WHAT THE TASK ASKS — Reproduce every line of the material below, requests included, adding 97 to each bounding box coordinate in the answers.

--- EXERCISE INPUTS ---

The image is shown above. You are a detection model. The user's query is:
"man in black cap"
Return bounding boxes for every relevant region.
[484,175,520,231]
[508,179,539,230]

---

RESULT —
The image is shown above. You are a detection model. The user's query is:
"man in black cap"
Return bounding boxes for every relevant region.
[581,272,617,328]
[605,276,636,327]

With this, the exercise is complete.